» **ТЕКСТ ДЛЯ ЧТЕНИЯ**
----

Как выиграть любой спор. Дома, на работе, в суде – где угодно - Спенс Джерри. Страница 27
— У нас есть мозги, а у жуков нет, — выкрикнул кто-то еще.
— От мозгов одни беды, — сказал Кэп.
Это все, что сказал Кэп. Однако не нужно далеко ходить, чтобы доказать правомерность его слов, — достаточно выслушать аргумент почтенного Джеймса Уотта, бывшего министра внутренних дел США. Однажды Уотта, известного своим блистательным умом и заботой о сохранении лесных богатств Америки, спросили, как он оценивает многовековые леса. «В смысле, на сколько деревьев нужно взглянуть? — ответил Уотт. — Если вы видели одно дерево, вы видели их все».

----

» **ЗАДАНИЕ**
Процитируйте фрагмент текста для чтения от слов «Как выиграть любой» до слов «беды, — сказал Кэп.» включительно.

Записи набора данных с указанием точек:
----

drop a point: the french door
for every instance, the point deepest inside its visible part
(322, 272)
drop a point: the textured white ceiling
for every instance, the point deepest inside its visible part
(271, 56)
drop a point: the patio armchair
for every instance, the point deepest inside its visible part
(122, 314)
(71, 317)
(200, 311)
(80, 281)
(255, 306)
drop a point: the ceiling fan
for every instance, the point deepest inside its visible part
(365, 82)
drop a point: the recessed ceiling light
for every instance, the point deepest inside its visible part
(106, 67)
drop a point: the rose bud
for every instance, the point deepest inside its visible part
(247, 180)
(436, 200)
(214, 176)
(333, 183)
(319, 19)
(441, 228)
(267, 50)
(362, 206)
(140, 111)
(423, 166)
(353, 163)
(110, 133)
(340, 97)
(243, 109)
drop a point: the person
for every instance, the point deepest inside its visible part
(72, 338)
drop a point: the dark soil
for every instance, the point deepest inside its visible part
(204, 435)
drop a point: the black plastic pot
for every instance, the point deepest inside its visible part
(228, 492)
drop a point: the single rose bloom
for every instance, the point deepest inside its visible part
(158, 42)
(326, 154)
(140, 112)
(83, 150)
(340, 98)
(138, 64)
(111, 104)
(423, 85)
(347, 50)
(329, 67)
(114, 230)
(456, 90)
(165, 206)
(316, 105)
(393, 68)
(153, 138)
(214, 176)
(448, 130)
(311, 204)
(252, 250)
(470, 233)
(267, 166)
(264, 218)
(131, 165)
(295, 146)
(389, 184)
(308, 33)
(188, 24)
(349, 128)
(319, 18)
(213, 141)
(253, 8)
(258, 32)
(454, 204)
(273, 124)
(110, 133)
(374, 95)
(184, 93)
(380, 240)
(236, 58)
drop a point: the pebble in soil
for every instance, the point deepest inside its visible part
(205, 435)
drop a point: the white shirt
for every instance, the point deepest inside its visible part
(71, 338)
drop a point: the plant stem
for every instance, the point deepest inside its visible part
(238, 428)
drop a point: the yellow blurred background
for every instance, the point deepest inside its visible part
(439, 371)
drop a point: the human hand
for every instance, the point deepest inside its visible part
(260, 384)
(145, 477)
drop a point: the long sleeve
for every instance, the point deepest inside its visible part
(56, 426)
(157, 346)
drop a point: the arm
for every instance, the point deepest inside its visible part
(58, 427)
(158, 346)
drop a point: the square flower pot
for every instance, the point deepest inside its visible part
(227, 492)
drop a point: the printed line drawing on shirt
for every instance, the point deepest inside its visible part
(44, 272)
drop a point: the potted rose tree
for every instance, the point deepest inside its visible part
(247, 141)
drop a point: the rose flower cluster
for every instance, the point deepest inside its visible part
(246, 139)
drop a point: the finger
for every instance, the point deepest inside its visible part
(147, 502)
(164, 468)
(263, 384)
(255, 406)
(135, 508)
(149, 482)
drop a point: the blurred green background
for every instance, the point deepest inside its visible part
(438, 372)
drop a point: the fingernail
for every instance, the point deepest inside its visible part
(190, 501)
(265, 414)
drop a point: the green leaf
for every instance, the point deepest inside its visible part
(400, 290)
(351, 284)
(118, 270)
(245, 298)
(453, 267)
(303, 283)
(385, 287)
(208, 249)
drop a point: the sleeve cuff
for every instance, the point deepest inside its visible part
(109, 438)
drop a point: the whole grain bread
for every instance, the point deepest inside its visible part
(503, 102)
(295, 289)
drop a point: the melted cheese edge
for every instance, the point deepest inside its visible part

----

» **РЕШЕНИЕ ЗАДАЧИ**
Как выиграть любой спор. Дома, на работе, в суде – где угодно - Спенс Джерри. Страница 27
— У нас есть мозги, а у жуков нет, — выкрикнул кто-то еще.
— От мозгов одни беды, — сказал Кэп.